Task brief:
Each entry below is to be returned exactly, with any pictures left out.

___

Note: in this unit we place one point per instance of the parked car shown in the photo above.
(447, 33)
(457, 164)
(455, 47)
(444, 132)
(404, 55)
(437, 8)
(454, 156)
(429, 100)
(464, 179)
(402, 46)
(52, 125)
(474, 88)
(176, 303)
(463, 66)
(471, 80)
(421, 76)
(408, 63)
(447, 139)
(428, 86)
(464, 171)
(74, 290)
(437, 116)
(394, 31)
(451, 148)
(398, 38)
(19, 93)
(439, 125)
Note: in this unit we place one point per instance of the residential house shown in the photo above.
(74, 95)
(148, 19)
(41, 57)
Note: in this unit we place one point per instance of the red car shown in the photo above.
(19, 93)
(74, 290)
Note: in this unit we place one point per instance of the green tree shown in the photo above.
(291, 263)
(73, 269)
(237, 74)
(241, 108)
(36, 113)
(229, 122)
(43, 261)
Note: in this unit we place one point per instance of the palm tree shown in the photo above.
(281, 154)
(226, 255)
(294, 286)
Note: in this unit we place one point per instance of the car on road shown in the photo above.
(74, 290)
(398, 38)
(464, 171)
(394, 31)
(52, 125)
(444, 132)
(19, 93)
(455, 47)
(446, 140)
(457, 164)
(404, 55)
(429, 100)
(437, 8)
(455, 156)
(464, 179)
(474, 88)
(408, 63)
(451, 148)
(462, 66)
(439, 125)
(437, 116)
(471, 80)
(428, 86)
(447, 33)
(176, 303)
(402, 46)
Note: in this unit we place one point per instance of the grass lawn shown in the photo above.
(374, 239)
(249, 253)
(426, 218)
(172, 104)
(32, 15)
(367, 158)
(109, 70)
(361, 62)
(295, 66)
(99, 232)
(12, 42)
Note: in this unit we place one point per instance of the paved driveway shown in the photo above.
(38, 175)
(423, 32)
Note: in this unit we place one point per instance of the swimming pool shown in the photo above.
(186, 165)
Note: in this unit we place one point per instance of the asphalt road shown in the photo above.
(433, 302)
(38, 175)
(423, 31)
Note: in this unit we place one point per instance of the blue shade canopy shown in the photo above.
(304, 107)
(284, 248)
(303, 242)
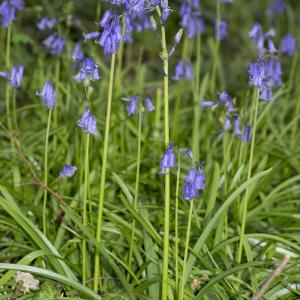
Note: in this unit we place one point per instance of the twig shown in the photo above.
(37, 180)
(274, 274)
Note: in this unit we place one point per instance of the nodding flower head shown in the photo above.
(256, 73)
(16, 76)
(220, 29)
(225, 100)
(246, 136)
(8, 11)
(88, 70)
(168, 160)
(194, 182)
(288, 45)
(183, 71)
(48, 94)
(55, 43)
(111, 35)
(77, 54)
(132, 106)
(68, 171)
(46, 23)
(149, 104)
(277, 7)
(88, 122)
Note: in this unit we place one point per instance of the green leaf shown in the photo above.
(54, 276)
(213, 222)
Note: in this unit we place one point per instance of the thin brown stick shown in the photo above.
(37, 180)
(274, 274)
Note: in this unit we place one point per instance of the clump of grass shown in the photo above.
(197, 199)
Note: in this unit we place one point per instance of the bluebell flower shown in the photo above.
(149, 105)
(55, 43)
(88, 70)
(288, 45)
(225, 100)
(273, 72)
(220, 29)
(4, 75)
(189, 192)
(227, 124)
(88, 122)
(190, 154)
(131, 108)
(191, 176)
(183, 71)
(256, 73)
(77, 54)
(277, 7)
(46, 23)
(265, 93)
(237, 128)
(165, 10)
(205, 104)
(178, 36)
(92, 35)
(257, 36)
(246, 136)
(111, 35)
(16, 76)
(48, 94)
(168, 159)
(68, 171)
(194, 182)
(191, 18)
(8, 11)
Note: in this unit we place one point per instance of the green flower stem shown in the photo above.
(179, 92)
(103, 173)
(8, 42)
(46, 172)
(176, 227)
(165, 275)
(85, 193)
(216, 53)
(137, 180)
(55, 119)
(246, 199)
(196, 92)
(186, 249)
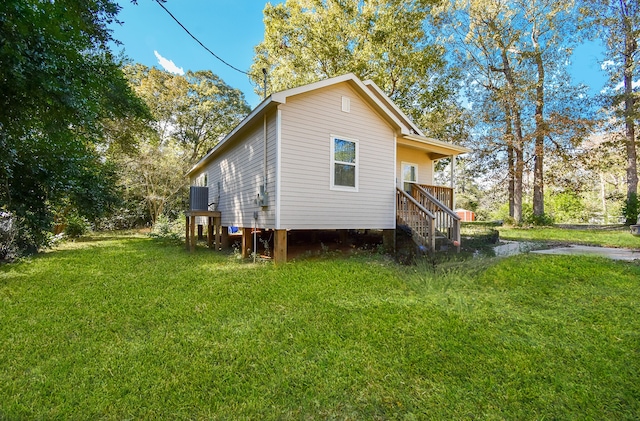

___

Response below:
Note: in this unit we place one point per instance of the parked car shown in the photo above.
(447, 33)
(457, 164)
(455, 47)
(444, 132)
(404, 55)
(437, 8)
(454, 156)
(429, 100)
(464, 179)
(402, 46)
(52, 125)
(474, 88)
(176, 303)
(463, 66)
(471, 80)
(421, 76)
(408, 63)
(447, 139)
(428, 86)
(464, 171)
(74, 290)
(437, 116)
(394, 31)
(451, 148)
(398, 38)
(19, 93)
(439, 125)
Note: in this unit we place one point per instance of the residential house shown in the photo above.
(74, 95)
(148, 19)
(41, 57)
Note: in this unit we place one point per instance of the red car shown in the photo above.
(19, 93)
(74, 290)
Note: in this unit we place one point per instance of the green tree shown in the photo above.
(291, 263)
(73, 269)
(237, 74)
(241, 108)
(36, 113)
(229, 122)
(43, 261)
Note: in this unit we place one point per instance of the palm tree shown in the photo above.
(281, 154)
(226, 255)
(294, 286)
Note: in this unit we place one point per instance of the car on road shown in the photo above.
(74, 290)
(398, 38)
(464, 171)
(394, 31)
(52, 125)
(444, 132)
(19, 93)
(455, 47)
(446, 140)
(457, 164)
(404, 55)
(429, 100)
(437, 8)
(455, 156)
(464, 179)
(474, 88)
(408, 63)
(451, 148)
(462, 66)
(439, 125)
(437, 116)
(471, 80)
(428, 86)
(447, 33)
(176, 303)
(402, 46)
Note: in this unit we place one point per instance of the grass lawn shown in the photo above.
(374, 239)
(249, 253)
(426, 218)
(172, 104)
(32, 15)
(367, 158)
(109, 70)
(361, 62)
(295, 66)
(99, 232)
(12, 42)
Note: in this unit we place one point per instance of the paved driveway shown in the photo above.
(38, 175)
(423, 32)
Note: in this unit we place one point per instance of the swimming pool shown in the photo above.
(186, 165)
Note: in this unit we place one point per instance of the asphalt road shown in the photo above.
(433, 302)
(38, 175)
(423, 31)
Note: in this unit we place one point per instance of the blue shade canopy shown in the photo above.
(304, 107)
(284, 248)
(303, 242)
Note: in this unit we place one point per instance of the twig shown in the photo above.
(37, 180)
(274, 274)
Note: in this unit we place one point per instance of the nodding flower head shown in the photo above.
(256, 73)
(16, 76)
(220, 29)
(225, 100)
(246, 136)
(8, 11)
(88, 70)
(168, 160)
(194, 182)
(288, 45)
(183, 71)
(48, 94)
(55, 43)
(111, 35)
(77, 54)
(132, 106)
(68, 171)
(46, 23)
(149, 104)
(277, 7)
(88, 122)
Note: in this unit we place one point per instance of the green leaf shown in the photo above.
(54, 276)
(213, 222)
Note: in this unit we place one point per instance of the thin brown stick shown in the photo above.
(37, 180)
(274, 274)
Note: in this unit we place one point per instance of the clump of grass shown in the photo above.
(197, 199)
Note: in this unit we place one point per instance of the bluebell flower shown in the photo above.
(149, 105)
(55, 43)
(88, 70)
(288, 45)
(225, 100)
(273, 72)
(220, 29)
(4, 75)
(189, 192)
(227, 124)
(88, 122)
(190, 154)
(131, 108)
(191, 176)
(183, 71)
(256, 73)
(77, 54)
(277, 7)
(46, 23)
(265, 93)
(237, 128)
(165, 10)
(205, 104)
(178, 36)
(92, 35)
(257, 36)
(246, 136)
(111, 35)
(16, 76)
(48, 94)
(168, 159)
(68, 171)
(194, 182)
(191, 18)
(8, 11)
Note: in this unit we place one point per instance of the green flower stem shown in the photo above.
(179, 92)
(103, 173)
(8, 42)
(46, 172)
(176, 227)
(165, 275)
(85, 193)
(216, 53)
(137, 180)
(55, 119)
(246, 199)
(196, 92)
(186, 249)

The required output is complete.